= Set problem =
Reproduce each of the following items verbatim, omitting the pictures.

= Input data =
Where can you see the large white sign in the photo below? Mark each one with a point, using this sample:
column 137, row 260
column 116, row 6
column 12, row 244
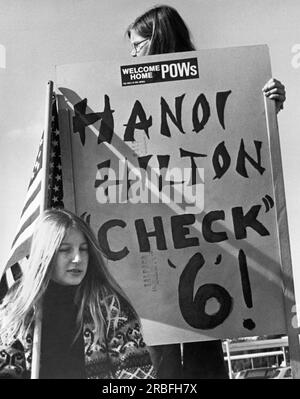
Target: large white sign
column 168, row 158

= Expected answer =
Where can you see the large white sign in the photo below? Mark each one with a point, using this sample:
column 137, row 260
column 116, row 6
column 12, row 244
Target: large white sign
column 168, row 158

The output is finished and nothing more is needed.